Police on Sunday identified the two officers involved in the fatal shooting of a man on a city street in Tulsa, Oklahoma.
Police said in a news release that Officer Betty Shelby fired the shot that killed Terrence Crutcher on Friday and that she is on paid leave pending an investigation of the shooting. Officer Tyler Turnbough fired a stun gun at Crutcher, who died at a hospital following the shooting. It’s unclear whether Turnbough remains on active duty.
Police spokeswoman Jeanne MacKenzie previously said the shot was fired after the stun gun was used. MacKenzie did not immediately return a phone call for comment Sunday.
Police Chief Chuck Jordan has asked the U.S. Department of Justice to help investigate the shooting, contacting the department through the U.S. Attorney’s Office in Tulsa, according to an earlier news release.
A spokesman for the Justice Department did not immediately return a phone call Sunday for additional comment.
MacKenzie has said the shooting occurred after one officer stopped to investigate an SUV stopped in the middle of a street and Crutcher approached the officer and another who had arrived to assist.
MacKenzie has said Crutcher refused orders to put up his hands and was shot when he reached inside the SUV, which was his.

◆ ◆ ◆ ◆ ◆ ◆ ◆

Reproduce the full news report on the Tulsa police shooting word for word.

(Dataset items)
◆ ◆ ◆ ◆ ◆ ◆ ◆

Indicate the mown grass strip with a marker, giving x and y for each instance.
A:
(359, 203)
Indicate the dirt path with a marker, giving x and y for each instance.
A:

◆ ◆ ◆ ◆ ◆ ◆ ◆

EXERCISE ANSWER:
Police on Sunday identified the two officers involved in the fatal shooting of a man on a city street in Tulsa, Oklahoma.
Police said in a news release that Officer Betty Shelby fired the shot that killed Terrence Crutcher on Friday and that she is on paid leave pending an investigation of the shooting. Officer Tyler Turnbough fired a stun gun at Crutcher, who died at a hospital following the shooting. It’s unclear whether Turnbough remains on active duty.
Police spokeswoman Jeanne MacKenzie previously said the shot was fired after the stun gun was used. MacKenzie did not immediately return a phone call for comment Sunday.
Police Chief Chuck Jordan has asked the U.S. Department of Justice to help investigate the shooting, contacting the department through the U.S. Attorney’s Office in Tulsa, according to an earlier news release.
A spokesman for the Justice Department did not immediately return a phone call Sunday for additional comment.
MacKenzie has said the shooting occurred after one officer stopped to investigate an SUV stopped in the middle of a street and Crutcher approached the officer and another who had arrived to assist.
MacKenzie has said Crutcher refused orders to put up his hands and was shot when he reached inside the SUV, which was his.